STUDY QUESTIONS |
**a)** In the text on Susumu Tonegawa, which award did he receive in 1987 for proving that antibody diversity results from an ordered system of gene rearrangement?
**b)** Reproduce word for word the passage of the text on Susumu Tonegawa from "Q: After achieving" to "viable research target.".

SUPPLIED TEXT |
Content starts
Susumu Tonegawa is professor of biology and neuroscience at the Picower Institute for Learning and Memory at the Massachusetts Institute of Technology (MIT) and director of the RIKEN Brain Science Institute (BSI) in Saitama, Japan. Tonegawa’s work focuses on unraveling the molecular, cellular, and neural circuit mechanisms that underlie learning and memory. Prior to devoting his career to neuroscience, Tonegawa made important contributions to the field of immunology. In 1987, he received the Albert Lasker Basic Medical Research Award for proving that antibody diversity is the result of an ordered system of gene rearrangement, and for demonstrating that the DNA responsible for antibody production is routinely reorganized to create new genes during the lifetime of an individual. The same year, Tonegawa also won the Nobel Prize for Physiology or Medicine.
Q: After achieving widely recognized success in immunology, how did you decide to switch to working on memory and learning, and how did you make that transition?
A: After having solved what one of the Nobel committee members called the “100-year-old mystery of immunology,” I thought I’d like to continue studying equally mysterious scientific problems that remained unsolved. I chose memory, just one of the mind’s phenomena, as the target of my research because memory is mysterious — memory seems to be at the center of a variety of other mind phenomena like decision, thought, emotion, consciousness. Memory can also be studied with animal models, so it is a viable research target.
Content ends
RECORD SET |
Content starts
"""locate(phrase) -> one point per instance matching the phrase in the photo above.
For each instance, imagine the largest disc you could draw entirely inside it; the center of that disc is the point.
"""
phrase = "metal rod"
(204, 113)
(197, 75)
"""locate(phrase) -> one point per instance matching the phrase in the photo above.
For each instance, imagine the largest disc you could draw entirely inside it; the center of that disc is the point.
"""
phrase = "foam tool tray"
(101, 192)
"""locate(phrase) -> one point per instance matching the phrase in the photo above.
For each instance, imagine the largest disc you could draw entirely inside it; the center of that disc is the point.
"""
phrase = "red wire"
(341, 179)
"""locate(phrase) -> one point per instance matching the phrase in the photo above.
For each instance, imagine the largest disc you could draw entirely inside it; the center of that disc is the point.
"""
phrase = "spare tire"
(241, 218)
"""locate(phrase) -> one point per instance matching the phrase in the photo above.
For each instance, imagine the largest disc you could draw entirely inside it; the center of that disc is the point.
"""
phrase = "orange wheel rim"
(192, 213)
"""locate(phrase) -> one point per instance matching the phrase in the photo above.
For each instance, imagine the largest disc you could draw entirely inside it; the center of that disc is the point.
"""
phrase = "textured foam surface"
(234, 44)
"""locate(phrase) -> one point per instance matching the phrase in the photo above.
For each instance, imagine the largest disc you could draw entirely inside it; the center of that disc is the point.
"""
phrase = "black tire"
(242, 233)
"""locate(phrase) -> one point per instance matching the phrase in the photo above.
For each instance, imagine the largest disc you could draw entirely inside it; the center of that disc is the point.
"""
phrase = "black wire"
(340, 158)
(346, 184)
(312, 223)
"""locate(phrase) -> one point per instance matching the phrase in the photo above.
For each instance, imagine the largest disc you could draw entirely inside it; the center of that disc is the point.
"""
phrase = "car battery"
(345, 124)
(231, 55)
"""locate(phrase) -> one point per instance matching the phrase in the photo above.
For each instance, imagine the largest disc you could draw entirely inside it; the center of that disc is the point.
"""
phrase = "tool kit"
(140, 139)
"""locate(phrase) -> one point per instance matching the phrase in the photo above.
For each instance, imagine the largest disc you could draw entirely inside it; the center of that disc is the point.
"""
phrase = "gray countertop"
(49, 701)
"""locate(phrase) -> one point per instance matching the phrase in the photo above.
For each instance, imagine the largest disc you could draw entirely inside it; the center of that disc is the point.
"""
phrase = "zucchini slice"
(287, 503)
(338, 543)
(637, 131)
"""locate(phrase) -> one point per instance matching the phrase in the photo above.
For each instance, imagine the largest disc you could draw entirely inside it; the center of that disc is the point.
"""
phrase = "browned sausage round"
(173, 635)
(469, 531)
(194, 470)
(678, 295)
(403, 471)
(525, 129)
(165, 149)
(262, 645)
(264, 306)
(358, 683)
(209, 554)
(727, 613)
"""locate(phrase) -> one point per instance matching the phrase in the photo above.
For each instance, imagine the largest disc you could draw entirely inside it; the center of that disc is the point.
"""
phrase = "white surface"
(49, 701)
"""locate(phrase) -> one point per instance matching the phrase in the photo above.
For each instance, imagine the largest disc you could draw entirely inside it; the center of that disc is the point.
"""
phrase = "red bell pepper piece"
Content ends
PER-TASK OUTPUTS |
**a)** The Albert Lasker Basic Medical Research Award.

**b)**
Q: After achieving widely recognized success in immunology, how did you decide to switch to working on memory and learning, and how did you make that transition?
A: After having solved what one of the Nobel committee members called the “100-year-old mystery of immunology,” I thought I’d like to continue studying equally mysterious scientific problems that remained unsolved. I chose memory, just one of the mind’s phenomena, as the target of my research because memory is mysterious — memory seems to be at the center of a variety of other mind phenomena like decision, thought, emotion, consciousness. Memory can also be studied with animal models, so it is a viable research target.